- [Source data]:
• • • •

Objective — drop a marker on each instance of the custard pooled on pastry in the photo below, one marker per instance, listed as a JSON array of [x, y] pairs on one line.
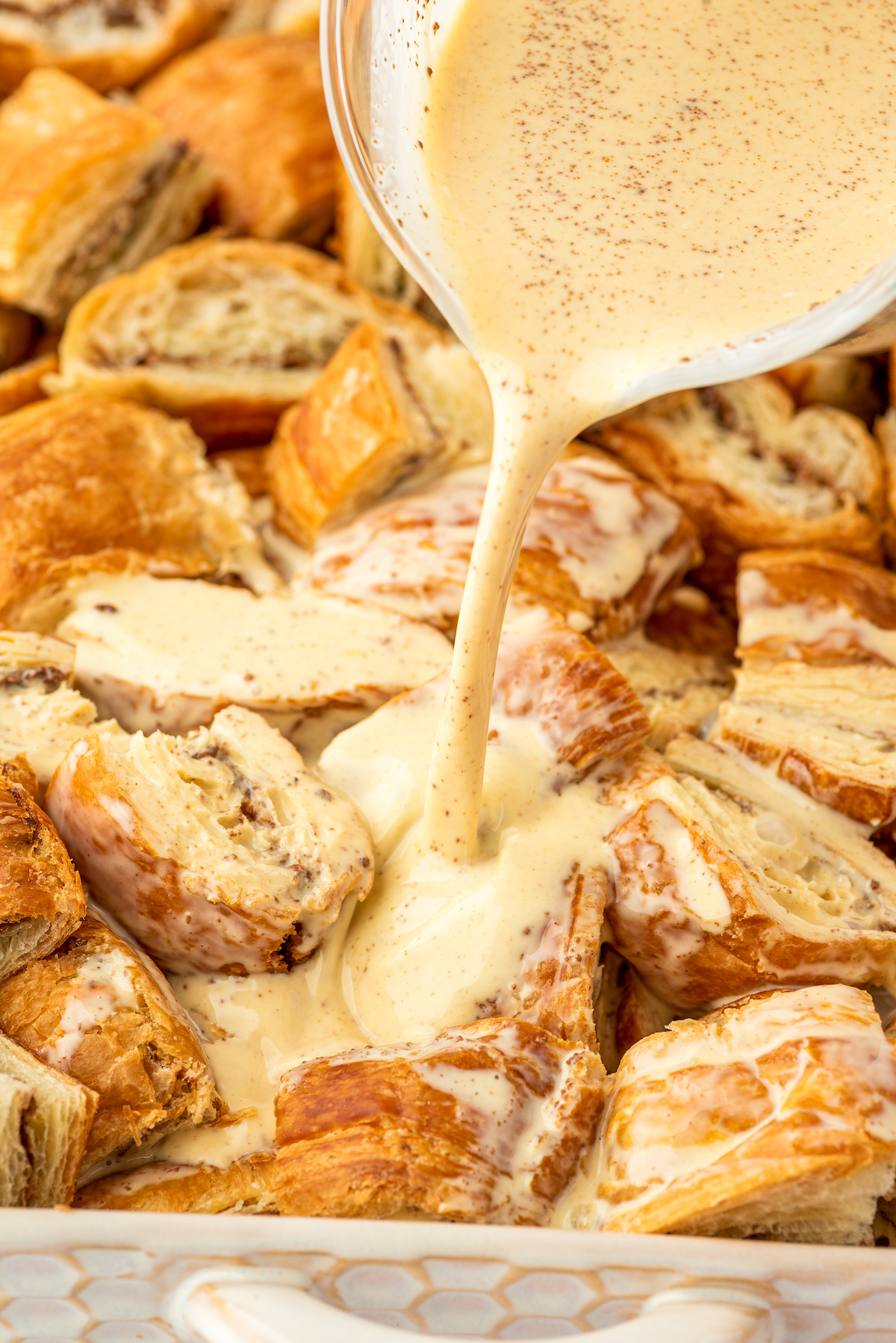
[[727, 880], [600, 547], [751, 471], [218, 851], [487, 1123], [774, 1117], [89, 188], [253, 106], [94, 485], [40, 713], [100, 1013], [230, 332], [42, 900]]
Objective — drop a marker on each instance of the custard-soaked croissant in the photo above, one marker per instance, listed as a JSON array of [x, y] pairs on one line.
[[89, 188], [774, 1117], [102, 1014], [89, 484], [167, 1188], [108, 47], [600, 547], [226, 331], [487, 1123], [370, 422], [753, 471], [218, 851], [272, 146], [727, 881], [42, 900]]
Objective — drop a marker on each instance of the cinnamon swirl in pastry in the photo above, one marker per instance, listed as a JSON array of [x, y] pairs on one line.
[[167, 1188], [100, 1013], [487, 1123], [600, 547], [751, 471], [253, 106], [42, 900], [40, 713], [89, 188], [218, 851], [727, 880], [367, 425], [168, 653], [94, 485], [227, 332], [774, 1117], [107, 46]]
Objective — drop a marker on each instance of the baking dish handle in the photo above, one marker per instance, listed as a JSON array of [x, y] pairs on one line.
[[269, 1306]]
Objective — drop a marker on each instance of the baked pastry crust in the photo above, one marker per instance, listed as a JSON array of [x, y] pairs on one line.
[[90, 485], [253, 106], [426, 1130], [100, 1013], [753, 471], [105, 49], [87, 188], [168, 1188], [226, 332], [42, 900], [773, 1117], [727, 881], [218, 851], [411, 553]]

• • • •

Copy out every entry above verbatim. Leave each picture out.

- [Task answer]:
Objective — drop a marker on each instance of the custard pooled on pastry in the photo below, one marker per instance, listed as a JSON array of [x, y] pairs on one line.
[[727, 880], [600, 547], [751, 471], [218, 851], [487, 1123], [774, 1117], [89, 188], [253, 106], [94, 485], [40, 713], [100, 1013], [230, 332], [42, 900]]
Objective — drop a marker on each instance of the custard-soaked croissant in the photo above, one marker per instance, listed as a JSON array of [x, y] pairs on one line.
[[89, 188], [774, 1117], [102, 1014], [89, 484], [167, 1188], [108, 47], [600, 547], [226, 331], [487, 1123], [370, 422], [753, 471], [218, 851], [272, 146], [727, 881], [42, 900]]
Objective — drop a marker on each instance of the cinnamon swirl in pastry in the photo above, one marker per instance, listed as a JSON array of [x, y] pairs on one line.
[[167, 1188], [100, 1013], [487, 1123], [600, 547], [751, 471], [253, 106], [42, 900], [40, 713], [89, 188], [218, 851], [727, 880], [367, 425], [168, 653], [94, 485], [227, 332], [774, 1117], [107, 46]]
Objective — drop a marker on each instance of the baking dish handle in the photo above, one marker per instance, listed as a JSON array of [x, y] pairs on one line.
[[269, 1306]]
Objective — drop a marker on each instance of the baked pastry crust in the photo above, one marker per instance, listed as a JSON array of [x, y] pairs on one line.
[[90, 485], [253, 106], [426, 1130], [100, 1013], [753, 471], [105, 49], [87, 188], [168, 1188], [226, 332], [42, 900], [773, 1117], [727, 881], [218, 851], [411, 553]]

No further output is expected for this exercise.